WHAT IS EXPECTED: According to the news passage about Antony Blinken's visit to Moldova, in which disputed territory are Russian troops stationed within Moldova?

Top of PASSAGE PROVIDED

U.S. Secretary of State Antony Blinken on Sunday pledged America’s support to the small, Western-leaning former Soviet republic of Moldova that is coping with an influx of refugees from Ukraine and warily watching Russia’s intensifying war with its neighbor.
Blinken met with senior Moldovan officials who are appealing for international assistance in dealing with more than 120,000 refugees from Ukraine that it is now hosting while also seeking security reassurances against potential Russian aggression.
More than 230,000 people have fled into or passed through Moldova from Ukraine since the war began 11 days ago. Blinken said Moldova’s welcoming of refugees is an inspiration to the world.
“We admire the generosity of hospitality, the willingness to be such good friends to people who are in distress, and, indeed, I want to do everything we can to help you deal with the burden that this has imposed,” he said.
Russia has troops in Moldova, a country of 2.6 million, stationed in the disputed territory of Transnistria, and they are being closely watched as Russian President Vladimir Putin presses ahead with the invasion of Ukraine.

Bottom of PASSAGE PROVIDED
Top of ENTRIES SHOWN

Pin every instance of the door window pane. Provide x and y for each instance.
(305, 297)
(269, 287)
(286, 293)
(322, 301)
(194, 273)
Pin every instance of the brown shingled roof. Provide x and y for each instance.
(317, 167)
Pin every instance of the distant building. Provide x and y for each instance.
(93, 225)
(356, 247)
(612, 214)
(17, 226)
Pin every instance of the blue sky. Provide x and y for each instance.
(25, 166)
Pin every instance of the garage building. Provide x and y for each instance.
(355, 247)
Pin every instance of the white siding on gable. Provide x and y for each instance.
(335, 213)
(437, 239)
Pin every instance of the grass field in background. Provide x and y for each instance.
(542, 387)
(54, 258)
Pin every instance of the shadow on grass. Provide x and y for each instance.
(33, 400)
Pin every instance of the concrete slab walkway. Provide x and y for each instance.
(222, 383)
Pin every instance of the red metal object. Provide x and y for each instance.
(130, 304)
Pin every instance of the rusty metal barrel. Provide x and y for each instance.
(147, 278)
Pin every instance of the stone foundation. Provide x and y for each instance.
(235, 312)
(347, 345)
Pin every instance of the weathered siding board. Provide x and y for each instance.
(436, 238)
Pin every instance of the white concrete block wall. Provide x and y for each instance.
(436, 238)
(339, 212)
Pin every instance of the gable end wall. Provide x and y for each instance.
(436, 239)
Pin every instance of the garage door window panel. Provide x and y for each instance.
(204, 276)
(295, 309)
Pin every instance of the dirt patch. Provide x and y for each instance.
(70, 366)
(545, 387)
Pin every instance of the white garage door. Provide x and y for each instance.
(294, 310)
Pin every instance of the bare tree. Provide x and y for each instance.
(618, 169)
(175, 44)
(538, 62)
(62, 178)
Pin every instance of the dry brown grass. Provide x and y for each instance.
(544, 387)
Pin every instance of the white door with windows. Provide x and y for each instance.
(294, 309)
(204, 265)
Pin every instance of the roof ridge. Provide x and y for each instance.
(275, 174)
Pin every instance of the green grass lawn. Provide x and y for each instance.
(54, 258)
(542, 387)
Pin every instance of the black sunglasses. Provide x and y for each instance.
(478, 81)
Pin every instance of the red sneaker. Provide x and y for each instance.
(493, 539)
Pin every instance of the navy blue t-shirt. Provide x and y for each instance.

Bottom of ENTRIES SHOWN

RESULT FOR THIS TASK: Transnistria